◆ **PROBLEM STATEMENT**
If a picture appears in the records, leave it out and transcribe the rest exactly.

▶

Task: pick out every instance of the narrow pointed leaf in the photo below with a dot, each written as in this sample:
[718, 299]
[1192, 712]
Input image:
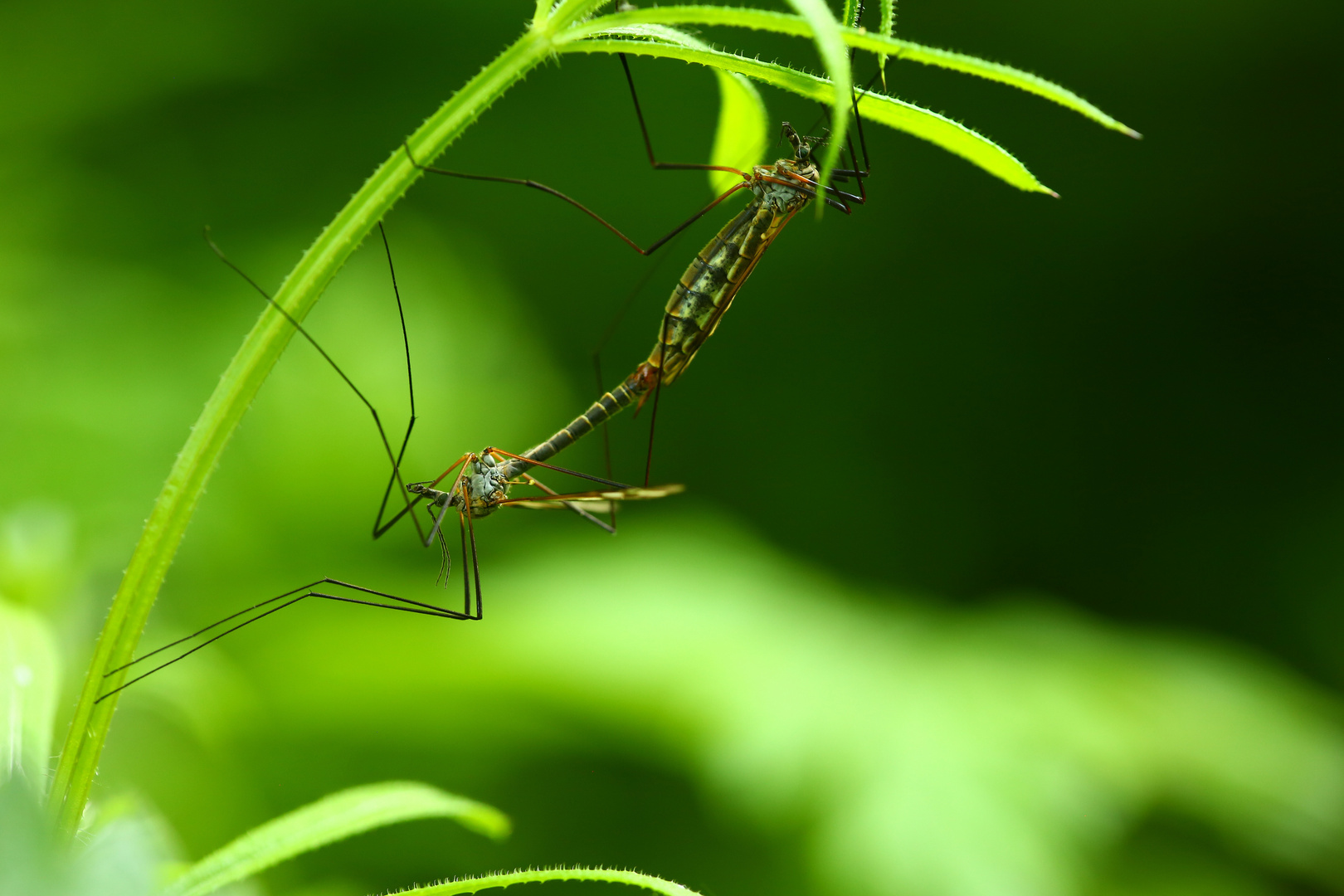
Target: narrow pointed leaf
[888, 110]
[329, 820]
[888, 28]
[825, 34]
[743, 128]
[796, 26]
[743, 132]
[543, 874]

◀

◆ **RESPONSE TO THIS EXERCISE**
Task: pick out every instance of the narrow pointed leaf in the photo below with a dot, each written as in this sample:
[718, 299]
[1192, 712]
Input image:
Target: narrow pointed leaf
[888, 110]
[329, 820]
[888, 28]
[825, 34]
[743, 128]
[796, 26]
[743, 132]
[543, 874]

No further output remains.